YOUR ASSIGNMENT => Which lines in the data below contain the string "standing"? Show each one.

Point localization data =>

___

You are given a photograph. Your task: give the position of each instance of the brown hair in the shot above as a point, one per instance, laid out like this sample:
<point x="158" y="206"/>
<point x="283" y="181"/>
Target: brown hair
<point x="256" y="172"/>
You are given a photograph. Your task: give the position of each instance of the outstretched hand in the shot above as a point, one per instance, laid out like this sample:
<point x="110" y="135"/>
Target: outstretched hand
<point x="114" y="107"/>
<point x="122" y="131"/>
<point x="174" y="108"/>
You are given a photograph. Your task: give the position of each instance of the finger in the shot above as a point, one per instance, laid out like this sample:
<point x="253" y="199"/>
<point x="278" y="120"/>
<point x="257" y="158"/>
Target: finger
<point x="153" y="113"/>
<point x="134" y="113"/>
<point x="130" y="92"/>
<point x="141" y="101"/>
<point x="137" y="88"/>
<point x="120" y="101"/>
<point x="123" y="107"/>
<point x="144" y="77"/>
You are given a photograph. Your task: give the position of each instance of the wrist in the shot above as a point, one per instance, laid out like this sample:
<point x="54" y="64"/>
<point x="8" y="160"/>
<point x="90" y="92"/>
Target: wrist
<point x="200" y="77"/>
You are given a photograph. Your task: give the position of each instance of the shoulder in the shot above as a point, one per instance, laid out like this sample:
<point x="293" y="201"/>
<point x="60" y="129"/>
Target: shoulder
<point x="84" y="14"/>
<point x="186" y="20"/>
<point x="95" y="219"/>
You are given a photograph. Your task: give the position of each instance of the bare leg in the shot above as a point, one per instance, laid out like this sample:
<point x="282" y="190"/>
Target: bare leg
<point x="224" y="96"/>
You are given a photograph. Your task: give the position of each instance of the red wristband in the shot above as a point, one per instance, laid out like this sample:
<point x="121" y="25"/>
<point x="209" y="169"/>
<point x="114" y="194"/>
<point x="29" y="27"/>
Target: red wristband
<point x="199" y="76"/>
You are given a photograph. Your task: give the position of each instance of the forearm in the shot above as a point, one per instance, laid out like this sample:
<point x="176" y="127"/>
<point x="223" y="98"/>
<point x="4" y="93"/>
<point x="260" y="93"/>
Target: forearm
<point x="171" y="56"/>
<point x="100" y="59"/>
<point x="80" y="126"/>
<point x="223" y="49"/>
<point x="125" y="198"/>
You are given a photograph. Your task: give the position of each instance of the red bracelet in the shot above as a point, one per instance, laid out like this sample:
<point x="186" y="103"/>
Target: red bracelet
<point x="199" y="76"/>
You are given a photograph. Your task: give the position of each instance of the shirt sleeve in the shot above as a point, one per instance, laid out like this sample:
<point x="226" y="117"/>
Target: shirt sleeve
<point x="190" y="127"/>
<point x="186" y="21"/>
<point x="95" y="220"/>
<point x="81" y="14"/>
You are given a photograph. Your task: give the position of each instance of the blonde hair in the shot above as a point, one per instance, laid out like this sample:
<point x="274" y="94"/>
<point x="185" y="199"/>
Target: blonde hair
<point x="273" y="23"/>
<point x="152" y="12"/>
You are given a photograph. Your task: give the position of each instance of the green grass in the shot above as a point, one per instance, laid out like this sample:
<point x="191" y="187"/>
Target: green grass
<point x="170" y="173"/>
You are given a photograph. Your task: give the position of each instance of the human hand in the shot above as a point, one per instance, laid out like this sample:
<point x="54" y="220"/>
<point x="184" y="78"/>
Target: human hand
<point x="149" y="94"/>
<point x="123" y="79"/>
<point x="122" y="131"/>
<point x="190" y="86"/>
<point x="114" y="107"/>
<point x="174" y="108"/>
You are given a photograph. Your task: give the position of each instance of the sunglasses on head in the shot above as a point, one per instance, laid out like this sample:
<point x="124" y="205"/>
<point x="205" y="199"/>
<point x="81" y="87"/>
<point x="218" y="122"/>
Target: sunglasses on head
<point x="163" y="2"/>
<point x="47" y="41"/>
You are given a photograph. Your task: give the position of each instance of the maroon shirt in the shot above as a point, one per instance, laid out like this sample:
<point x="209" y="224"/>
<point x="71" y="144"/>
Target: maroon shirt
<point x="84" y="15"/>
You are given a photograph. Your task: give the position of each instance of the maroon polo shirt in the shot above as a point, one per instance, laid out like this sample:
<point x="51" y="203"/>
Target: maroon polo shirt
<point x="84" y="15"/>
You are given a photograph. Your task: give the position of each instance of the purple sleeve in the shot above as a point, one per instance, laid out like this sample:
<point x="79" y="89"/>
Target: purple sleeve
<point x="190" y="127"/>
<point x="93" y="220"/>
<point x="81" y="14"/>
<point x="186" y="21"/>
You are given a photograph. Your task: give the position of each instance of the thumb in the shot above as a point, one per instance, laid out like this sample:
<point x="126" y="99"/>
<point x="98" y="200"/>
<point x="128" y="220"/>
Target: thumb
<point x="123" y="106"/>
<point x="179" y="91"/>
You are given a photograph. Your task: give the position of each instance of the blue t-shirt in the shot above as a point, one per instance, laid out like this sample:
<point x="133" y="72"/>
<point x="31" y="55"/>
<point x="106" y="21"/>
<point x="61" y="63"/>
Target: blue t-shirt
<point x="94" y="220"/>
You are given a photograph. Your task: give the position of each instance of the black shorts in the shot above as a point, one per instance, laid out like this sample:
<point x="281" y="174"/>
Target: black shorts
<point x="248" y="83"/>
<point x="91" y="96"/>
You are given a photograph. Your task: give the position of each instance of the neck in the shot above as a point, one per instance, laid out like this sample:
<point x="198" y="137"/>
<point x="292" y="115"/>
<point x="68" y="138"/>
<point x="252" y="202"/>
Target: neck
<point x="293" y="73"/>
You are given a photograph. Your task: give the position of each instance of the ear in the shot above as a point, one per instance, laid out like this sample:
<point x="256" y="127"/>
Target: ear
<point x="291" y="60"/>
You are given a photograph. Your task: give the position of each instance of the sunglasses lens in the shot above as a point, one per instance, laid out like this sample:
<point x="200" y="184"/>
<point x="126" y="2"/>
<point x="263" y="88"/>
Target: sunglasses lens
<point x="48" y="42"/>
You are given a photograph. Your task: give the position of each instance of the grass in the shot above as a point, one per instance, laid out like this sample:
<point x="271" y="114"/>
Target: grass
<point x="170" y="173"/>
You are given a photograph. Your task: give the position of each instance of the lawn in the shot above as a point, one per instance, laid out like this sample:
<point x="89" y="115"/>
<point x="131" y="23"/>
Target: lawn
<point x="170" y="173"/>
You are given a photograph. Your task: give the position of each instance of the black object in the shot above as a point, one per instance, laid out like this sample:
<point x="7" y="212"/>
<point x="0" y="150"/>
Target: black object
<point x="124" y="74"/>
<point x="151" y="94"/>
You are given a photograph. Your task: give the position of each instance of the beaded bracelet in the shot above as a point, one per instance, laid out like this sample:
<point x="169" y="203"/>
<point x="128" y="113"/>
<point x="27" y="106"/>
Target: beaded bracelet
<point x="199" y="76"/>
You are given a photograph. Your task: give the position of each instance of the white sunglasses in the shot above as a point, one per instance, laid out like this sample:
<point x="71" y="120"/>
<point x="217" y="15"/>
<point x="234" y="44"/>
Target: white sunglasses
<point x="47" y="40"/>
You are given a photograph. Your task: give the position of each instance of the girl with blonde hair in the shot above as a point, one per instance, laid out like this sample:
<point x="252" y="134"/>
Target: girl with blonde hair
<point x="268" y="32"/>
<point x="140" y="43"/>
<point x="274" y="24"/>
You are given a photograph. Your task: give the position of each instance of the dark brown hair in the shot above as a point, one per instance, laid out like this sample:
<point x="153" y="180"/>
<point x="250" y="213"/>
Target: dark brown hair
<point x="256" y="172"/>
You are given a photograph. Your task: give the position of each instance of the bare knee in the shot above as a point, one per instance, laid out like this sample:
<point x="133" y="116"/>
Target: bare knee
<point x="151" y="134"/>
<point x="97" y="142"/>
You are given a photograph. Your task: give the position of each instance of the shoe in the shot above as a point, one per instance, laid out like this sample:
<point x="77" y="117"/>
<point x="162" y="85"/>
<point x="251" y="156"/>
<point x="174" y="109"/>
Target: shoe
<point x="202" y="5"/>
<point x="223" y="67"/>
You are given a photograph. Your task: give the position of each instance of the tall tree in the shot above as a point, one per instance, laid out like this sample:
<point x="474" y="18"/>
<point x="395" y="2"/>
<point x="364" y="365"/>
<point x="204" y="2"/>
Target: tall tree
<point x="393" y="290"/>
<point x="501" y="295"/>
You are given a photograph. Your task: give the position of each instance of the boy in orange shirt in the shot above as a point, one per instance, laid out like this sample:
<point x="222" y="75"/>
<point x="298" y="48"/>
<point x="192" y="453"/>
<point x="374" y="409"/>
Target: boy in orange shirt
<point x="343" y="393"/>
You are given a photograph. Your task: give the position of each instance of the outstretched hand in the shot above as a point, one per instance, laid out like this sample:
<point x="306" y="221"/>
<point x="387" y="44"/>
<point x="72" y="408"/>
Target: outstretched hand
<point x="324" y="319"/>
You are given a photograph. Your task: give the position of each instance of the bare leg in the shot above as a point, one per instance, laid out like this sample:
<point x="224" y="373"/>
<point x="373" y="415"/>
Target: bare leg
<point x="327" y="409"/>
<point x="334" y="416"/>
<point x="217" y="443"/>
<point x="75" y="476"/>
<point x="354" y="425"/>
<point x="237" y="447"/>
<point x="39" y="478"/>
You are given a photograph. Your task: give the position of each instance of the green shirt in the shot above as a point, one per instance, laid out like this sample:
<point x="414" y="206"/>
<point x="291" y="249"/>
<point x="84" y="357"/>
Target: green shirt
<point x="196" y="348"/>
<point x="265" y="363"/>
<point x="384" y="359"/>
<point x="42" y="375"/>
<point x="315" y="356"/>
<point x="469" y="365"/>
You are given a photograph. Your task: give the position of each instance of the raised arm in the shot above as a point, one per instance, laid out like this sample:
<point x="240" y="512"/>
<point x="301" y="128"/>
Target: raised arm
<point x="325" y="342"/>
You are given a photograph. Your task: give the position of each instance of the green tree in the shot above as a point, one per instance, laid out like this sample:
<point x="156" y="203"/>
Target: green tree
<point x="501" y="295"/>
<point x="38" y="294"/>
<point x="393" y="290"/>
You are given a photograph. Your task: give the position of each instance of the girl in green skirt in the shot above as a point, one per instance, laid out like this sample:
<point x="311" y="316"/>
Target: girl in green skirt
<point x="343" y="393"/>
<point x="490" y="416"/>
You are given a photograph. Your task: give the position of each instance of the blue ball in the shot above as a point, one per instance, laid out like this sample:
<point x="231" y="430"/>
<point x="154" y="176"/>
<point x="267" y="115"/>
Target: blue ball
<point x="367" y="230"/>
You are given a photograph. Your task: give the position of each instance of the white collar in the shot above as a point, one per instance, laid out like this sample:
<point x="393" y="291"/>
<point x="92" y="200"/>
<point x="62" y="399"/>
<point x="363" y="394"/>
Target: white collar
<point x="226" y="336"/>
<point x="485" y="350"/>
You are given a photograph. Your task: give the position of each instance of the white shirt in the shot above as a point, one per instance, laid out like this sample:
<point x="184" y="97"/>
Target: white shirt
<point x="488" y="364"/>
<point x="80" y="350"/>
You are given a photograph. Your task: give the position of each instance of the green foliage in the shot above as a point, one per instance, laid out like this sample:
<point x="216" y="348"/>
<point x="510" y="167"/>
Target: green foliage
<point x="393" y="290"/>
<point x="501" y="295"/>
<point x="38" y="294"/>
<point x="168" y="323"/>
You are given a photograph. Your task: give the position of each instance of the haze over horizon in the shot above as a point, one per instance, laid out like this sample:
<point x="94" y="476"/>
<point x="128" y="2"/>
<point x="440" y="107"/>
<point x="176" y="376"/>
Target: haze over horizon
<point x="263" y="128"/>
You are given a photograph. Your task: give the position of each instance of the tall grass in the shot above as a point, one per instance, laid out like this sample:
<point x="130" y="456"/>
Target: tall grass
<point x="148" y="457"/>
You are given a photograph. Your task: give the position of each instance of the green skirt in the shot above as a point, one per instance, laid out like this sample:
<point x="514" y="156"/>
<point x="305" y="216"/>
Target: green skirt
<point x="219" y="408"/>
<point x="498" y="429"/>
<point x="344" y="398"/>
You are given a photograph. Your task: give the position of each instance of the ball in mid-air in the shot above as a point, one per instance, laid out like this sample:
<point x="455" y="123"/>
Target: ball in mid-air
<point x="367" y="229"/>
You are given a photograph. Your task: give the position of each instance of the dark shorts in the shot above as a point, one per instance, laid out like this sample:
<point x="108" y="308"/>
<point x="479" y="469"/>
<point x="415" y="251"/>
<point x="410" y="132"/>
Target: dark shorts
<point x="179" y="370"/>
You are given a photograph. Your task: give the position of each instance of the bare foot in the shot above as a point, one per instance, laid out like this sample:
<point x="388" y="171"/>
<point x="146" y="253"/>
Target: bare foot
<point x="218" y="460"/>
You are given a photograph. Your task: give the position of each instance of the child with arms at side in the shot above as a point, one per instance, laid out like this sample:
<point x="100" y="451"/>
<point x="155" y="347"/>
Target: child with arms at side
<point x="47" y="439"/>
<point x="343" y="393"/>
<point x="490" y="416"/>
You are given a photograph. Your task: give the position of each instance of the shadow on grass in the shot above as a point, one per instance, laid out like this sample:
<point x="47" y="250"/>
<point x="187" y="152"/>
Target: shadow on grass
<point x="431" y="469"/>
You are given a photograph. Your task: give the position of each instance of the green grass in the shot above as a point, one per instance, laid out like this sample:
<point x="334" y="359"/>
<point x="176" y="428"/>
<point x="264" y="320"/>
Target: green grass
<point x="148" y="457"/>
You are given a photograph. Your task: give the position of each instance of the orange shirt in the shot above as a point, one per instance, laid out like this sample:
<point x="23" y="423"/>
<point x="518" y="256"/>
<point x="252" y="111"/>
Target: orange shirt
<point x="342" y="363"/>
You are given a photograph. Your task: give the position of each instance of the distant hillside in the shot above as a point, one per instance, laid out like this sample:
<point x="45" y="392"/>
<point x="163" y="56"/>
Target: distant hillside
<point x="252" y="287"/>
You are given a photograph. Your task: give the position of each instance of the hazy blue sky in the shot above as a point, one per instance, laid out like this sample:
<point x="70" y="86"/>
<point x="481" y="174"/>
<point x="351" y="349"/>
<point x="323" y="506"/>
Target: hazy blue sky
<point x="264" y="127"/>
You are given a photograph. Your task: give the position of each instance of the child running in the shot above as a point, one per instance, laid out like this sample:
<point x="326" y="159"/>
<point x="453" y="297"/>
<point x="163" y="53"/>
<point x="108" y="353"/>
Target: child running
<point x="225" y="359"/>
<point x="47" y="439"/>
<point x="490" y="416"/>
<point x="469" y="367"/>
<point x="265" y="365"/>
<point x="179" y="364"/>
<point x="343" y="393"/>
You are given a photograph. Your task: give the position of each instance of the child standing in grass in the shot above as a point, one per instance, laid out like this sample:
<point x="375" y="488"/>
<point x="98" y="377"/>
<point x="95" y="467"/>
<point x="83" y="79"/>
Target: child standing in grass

___

ANSWER SECTION =>
You are given a photograph. Your task: give the position of each instance of the child standing in grass in the shot above as a point, one per instance, laid out like this sample:
Target: child standing in grass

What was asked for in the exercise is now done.